[文档节选]
>>>>

Seq2Seq生成古诗

数据形式

in.txt是诗的上半句，也就是作为输入的部分。
out.txt是诗的下半句，也就是我们要预测的部分，可以看出这两幅图片上的诗是两两对应的。

1.加载数据

import pandas as pd
import numpy as np
from gensim.models.word2vec import LineSentence, Word2Vec
import tensorflow as tf
import time
#加载数据：
root='data/couplet'

with open (root+"/train/in.txt","r") as f:
    data_in = f.read()
with open (root+"/train/out.txt","r") as f:
    data_out = f.read()
    
train_X = data_in.split("\n")
train_Y = data_out.split("\n")

train_X = [data.split() for data in train_X]
train_Y = [data.split() for data in train_Y]
train_Y[1:3]
输出：[['万', '方', '乐', '奏', '有', '于', '阗'], ['绿', '柳', '堤', '新', '燕', '复', '来']]

2.构造字典

import itertools
# 获取所有的字
words = list(itertools.chain.from_iterable(train_X))+list(itertools.chain.from_iterable(train_Y))
# 去重
words = set(words)
# 构建vocab
vocab = {word:index+1 for index ,word in enumerate(words)}
# 添加unk标签
vocab["unk"] = 0

其中itertools.chain.from_iterable的作用就是将词切分成一个个。
实例：

import itertools
# 获取所有的字
train_X1=[['万', '方', '乐', '奏', '有', '于', '阗'], ['绿', '柳', '堤', '新', '燕', '复', '来']]
list(itertools.chain.from_iterable(train_X1))
输出：['万', '方', '乐', '奏', '有', '于', '阗', '绿', '柳', '堤', '新', '燕', '复', '来']

这样就构造了一个数据的字典。

数据预处理

将数据数据的字转换成字典的索引，

from tensorflow.keras.preprocessing.sequence import pad_sequences

# 转换成索引
train_X_ids = [[vocab.get(word,0) for word in sen] for sen in train_X]
train_Y_ids = [[vocab.get(word,0) for word in sen] for sen in train_Y]
# 填充长度
train_X_ids = pad_sequences(train_X_ids,maxlen=100,padding='post')

<<<<

[练习任务]
1: 在这篇讲 Seq2Seq 生成古诗的文档节选中，构建字典时给“unk”标签分配的索引是多少？
2: 请从最后一行代码之后续写这篇讲 Seq2Seq 生成古诗的文档节选。

[所给数据]
>>>>

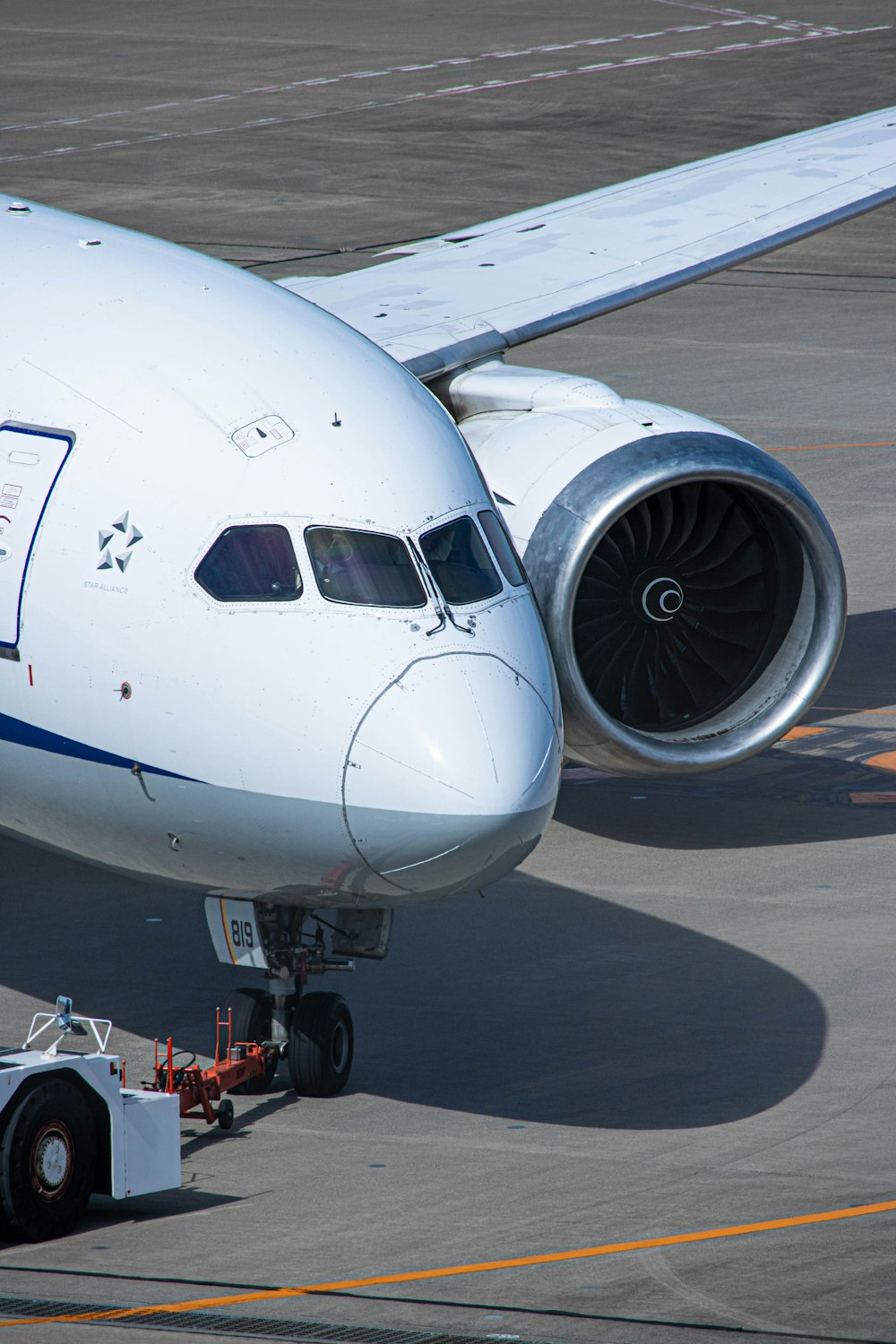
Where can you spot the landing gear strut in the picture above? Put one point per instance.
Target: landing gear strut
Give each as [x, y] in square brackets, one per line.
[314, 1031]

<<<<

[参考答案]
1: “unk”标签的索引是 0。

2:
train_Y_ids = pad_sequences(train_Y_ids,maxlen=100,padding='post')
# 扩展维度
train_Y_ids = train_Y_ids.reshape(*train_Y_ids.shape, 1)
# train_label_input = train_label.reshape(*train_label.shape, 1)

vocab.get(word,0)的作用是，如果word在字典中，则返回其索引，否则返回0，即“unk“。
执行上方代码将数据padding成等长(100维)，后续方便喂给模型。其中需要注意的是需要给train_label扩充一个维度，原因是由于keras的sparse_categorical_crossentropy loss需要输入的3维的数据。

构造模型

from tensorflow.keras.models import Model,Sequential
from tensorflow.keras.layers import GRU, LSTM,Input, Dense, TimeDistributed, Activation, RepeatVector, Bidirectional
from tensorflow.keras.layers import Embedding
from tensorflow.keras.optimizers import Adam
from tensorflow.keras.losses import sparse_categorical_crossentropy

def seq2seq_model(input_length,output_sequence_length,vocab_size):
    model = Sequential()
    model.add(Embedding(input_dim=vocab_size,output_dim = 128,input_length=input_length))
    model.add(Bidirectional(LSTM(128, return_sequences = False)))
    model.add(Dense(128, activation="relu"))
    model.add(RepeatVector(output_sequence_length))
    model.add(Bidirectional(LSTM(128, return_sequences = True)))
    model.add(TimeDistributed(Dense(vocab_size, activation = 'softmax')))
    model.compile(loss = sparse_categorical_crossentropy, 
                  optimizer = Adam(1e-3))
    model.summary()
    return model
model = seq2seq_model(train_X_ids.shape[1],train_Y_ids.shape[1],len(vocab))

模型训练

模型构建好之后，就可以开始训练起来了。需要做的是将输入数据喂给模型，同时定义好batch_size和epoch。

model.fit(train_X_ids,train_Y_ids, batch_size =64, epochs =10, validation_split = 0.2) 

模型预测

import numpy as np
input_sen ="国破山河在"
char2id = [vocab.get(i,0) for i in input_sen]
input_data = pad_sequences([char2id],100)
result = model.predict(input_data)[0][-len(input_sen):]
result_label = [np.argmax(i) for i in result]
dict_res = {i:j for j,i in vocab.items()}
print([dict_res.get(i) for i in  result_label])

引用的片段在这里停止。